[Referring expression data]
....

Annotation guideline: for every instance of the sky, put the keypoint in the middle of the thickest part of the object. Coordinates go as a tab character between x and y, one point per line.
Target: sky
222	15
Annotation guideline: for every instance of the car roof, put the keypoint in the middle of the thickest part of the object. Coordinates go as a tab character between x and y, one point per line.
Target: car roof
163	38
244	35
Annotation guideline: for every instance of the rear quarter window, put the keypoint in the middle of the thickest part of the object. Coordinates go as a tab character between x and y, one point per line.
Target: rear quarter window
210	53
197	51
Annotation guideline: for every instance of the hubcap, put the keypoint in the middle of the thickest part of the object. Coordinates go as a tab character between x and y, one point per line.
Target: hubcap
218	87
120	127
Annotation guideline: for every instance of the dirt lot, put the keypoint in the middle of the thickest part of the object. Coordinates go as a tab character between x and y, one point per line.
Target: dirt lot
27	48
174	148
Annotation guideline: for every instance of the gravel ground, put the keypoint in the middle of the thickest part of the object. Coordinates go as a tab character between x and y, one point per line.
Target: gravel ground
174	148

....

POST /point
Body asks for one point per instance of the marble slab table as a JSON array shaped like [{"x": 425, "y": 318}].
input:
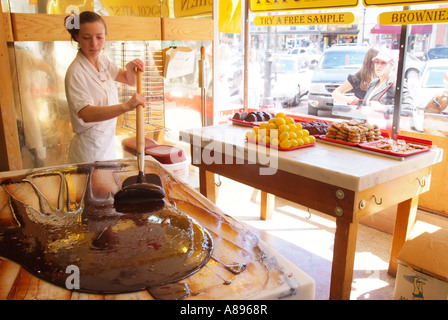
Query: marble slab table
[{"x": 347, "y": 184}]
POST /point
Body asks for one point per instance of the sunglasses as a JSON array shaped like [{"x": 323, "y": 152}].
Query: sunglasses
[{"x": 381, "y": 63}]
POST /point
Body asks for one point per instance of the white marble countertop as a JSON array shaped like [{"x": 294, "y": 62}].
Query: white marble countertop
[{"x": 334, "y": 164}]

....

Report back every line of the entries in which "array" occurs.

• _WRITTEN ANSWER_
Body asks for one point per instance of the marble slab table as a JSON array shaped like [{"x": 425, "y": 318}].
Body asks for one point per instance of the sunglasses as a JSON array shaped like [{"x": 323, "y": 152}].
Body asks for one point per instance of the white marble countertop as a JSON array shaped like [{"x": 294, "y": 62}].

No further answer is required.